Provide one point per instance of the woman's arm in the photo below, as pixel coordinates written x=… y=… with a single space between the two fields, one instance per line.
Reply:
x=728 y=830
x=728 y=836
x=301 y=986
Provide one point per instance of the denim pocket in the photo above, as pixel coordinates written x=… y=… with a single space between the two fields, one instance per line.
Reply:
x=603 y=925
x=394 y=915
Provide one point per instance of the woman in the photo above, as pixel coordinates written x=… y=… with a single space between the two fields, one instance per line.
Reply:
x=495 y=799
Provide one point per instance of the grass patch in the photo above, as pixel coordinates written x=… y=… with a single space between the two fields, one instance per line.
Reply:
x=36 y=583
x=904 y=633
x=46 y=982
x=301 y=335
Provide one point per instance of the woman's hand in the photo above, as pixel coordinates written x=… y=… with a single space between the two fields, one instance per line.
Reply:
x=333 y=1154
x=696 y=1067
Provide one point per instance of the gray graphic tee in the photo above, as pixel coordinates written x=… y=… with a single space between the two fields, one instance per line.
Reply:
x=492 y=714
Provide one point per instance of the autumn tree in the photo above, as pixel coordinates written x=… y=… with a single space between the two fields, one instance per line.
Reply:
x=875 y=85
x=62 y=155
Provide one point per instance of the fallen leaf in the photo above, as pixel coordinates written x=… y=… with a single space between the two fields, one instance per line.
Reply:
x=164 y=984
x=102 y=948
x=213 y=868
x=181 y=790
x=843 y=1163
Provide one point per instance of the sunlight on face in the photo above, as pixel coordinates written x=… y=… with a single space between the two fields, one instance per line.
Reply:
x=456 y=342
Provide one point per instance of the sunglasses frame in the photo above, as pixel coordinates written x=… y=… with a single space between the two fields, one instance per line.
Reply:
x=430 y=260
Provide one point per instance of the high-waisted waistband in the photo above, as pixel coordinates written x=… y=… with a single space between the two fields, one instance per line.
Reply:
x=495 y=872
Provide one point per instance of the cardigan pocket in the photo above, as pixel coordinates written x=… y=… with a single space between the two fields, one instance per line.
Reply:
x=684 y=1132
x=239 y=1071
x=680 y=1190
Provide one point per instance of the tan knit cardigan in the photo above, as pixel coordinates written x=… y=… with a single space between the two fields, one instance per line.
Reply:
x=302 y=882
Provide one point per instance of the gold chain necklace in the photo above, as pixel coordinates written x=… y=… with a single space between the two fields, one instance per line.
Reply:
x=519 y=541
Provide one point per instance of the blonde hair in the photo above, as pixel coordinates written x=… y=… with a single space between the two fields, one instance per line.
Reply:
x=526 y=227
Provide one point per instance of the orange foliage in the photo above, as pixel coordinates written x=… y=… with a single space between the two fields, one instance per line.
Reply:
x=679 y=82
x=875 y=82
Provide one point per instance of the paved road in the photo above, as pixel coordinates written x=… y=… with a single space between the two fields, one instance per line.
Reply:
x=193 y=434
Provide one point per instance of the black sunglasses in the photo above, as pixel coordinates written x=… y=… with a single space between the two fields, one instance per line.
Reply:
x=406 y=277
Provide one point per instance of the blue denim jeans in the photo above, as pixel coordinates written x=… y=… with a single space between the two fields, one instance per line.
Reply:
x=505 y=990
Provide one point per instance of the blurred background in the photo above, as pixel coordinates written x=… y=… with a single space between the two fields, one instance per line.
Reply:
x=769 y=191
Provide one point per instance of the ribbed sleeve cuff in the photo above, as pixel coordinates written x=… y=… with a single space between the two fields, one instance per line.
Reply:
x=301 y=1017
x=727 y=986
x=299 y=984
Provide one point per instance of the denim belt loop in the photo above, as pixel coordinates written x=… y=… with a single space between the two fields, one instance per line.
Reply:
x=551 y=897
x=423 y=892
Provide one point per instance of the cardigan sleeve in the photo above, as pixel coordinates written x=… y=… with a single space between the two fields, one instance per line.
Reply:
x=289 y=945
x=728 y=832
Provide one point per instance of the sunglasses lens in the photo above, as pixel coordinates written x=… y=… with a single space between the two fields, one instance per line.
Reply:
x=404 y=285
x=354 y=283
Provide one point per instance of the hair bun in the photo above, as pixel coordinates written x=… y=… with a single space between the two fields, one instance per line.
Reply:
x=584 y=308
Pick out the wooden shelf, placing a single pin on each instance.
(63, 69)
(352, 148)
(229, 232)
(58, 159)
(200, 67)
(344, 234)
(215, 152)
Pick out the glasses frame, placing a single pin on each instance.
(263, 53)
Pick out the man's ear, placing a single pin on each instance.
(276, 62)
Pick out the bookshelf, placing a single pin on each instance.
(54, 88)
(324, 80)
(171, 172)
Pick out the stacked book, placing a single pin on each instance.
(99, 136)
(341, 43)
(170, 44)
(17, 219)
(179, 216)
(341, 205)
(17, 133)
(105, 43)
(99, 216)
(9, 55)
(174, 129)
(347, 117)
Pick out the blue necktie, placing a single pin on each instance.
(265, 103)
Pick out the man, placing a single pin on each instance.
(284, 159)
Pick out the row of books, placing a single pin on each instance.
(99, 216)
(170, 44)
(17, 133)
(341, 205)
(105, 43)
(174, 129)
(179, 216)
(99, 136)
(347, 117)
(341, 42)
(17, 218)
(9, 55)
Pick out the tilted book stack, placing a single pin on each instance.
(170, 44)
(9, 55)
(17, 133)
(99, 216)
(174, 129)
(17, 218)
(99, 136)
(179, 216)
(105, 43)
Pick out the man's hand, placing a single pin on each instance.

....................

▶ WORK INSTRUCTIONS: Provide the number of lines in the entries that include "hair", and no other text.

▶ EXERCISE ANSWER: 2